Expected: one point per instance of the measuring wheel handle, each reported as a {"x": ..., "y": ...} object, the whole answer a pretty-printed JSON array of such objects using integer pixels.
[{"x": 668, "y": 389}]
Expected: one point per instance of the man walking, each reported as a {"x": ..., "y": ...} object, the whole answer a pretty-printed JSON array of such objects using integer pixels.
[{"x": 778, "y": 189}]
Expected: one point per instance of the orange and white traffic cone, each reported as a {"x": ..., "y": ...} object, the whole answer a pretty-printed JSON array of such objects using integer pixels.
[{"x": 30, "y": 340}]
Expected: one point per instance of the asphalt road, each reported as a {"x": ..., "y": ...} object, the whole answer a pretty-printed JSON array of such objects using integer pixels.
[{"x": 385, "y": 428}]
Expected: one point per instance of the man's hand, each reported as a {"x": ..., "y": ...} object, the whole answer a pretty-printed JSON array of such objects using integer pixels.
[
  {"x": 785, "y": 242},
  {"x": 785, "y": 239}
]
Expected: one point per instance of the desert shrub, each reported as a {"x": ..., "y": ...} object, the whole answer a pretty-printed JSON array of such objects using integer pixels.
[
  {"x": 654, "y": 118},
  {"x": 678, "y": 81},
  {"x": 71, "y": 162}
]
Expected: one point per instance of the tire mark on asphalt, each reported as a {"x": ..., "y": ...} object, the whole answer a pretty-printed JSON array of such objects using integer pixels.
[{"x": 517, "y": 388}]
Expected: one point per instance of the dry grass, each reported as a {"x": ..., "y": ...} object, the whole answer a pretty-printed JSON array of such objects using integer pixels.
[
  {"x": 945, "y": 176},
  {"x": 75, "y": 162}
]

Task to carry out. Reproduce every line of the entries above verbatim, from the first to the last.

Correct response.
Expected: one point per instance of the measuring wheel handle, each reported as a {"x": ..., "y": ...} object, the whole answer a pretty-printed JSON array of such objects using integer pixels.
[{"x": 668, "y": 389}]
Expected: one point per instance of the man walking, each reported as a {"x": ..., "y": ...} object, the whole answer a pretty-printed JSON array of such objects using integer pixels.
[{"x": 778, "y": 189}]
Expected: one point per instance of the orange and white traffic cone, each reported as a {"x": ..., "y": ...} object, the whole answer a pretty-printed JSON array of such objects using integer pixels.
[{"x": 30, "y": 340}]
Expected: one point per instance of the asphalt road, each reported as a {"x": ..., "y": ...} object, the whole answer a pretty-printed JSON array of such objects using integer pixels.
[{"x": 385, "y": 428}]
Expected: one point per instance of the man's hand, each reported as a {"x": ..., "y": ...} object, the whole answer a pretty-printed JSON array of such objects using integer pixels.
[
  {"x": 785, "y": 242},
  {"x": 785, "y": 239}
]
Expected: one point per instance of the desert shrub, each reported as a {"x": ..., "y": ...} object, the whole answer a pretty-printed JSON array of such objects using integer pixels.
[
  {"x": 654, "y": 118},
  {"x": 678, "y": 81},
  {"x": 71, "y": 162}
]
Expected: one point per instance of the tire mark on asphalt, each reported as a {"x": ..., "y": ...} object, the whole answer a pretty-printed JSON array of such objects using integer pixels.
[{"x": 517, "y": 388}]
Expected: one point per instance of the dry grass, each reported as a {"x": ..., "y": ...} object, the whole answer a pretty-printed JSON array of such objects using integer pixels.
[
  {"x": 945, "y": 176},
  {"x": 75, "y": 162}
]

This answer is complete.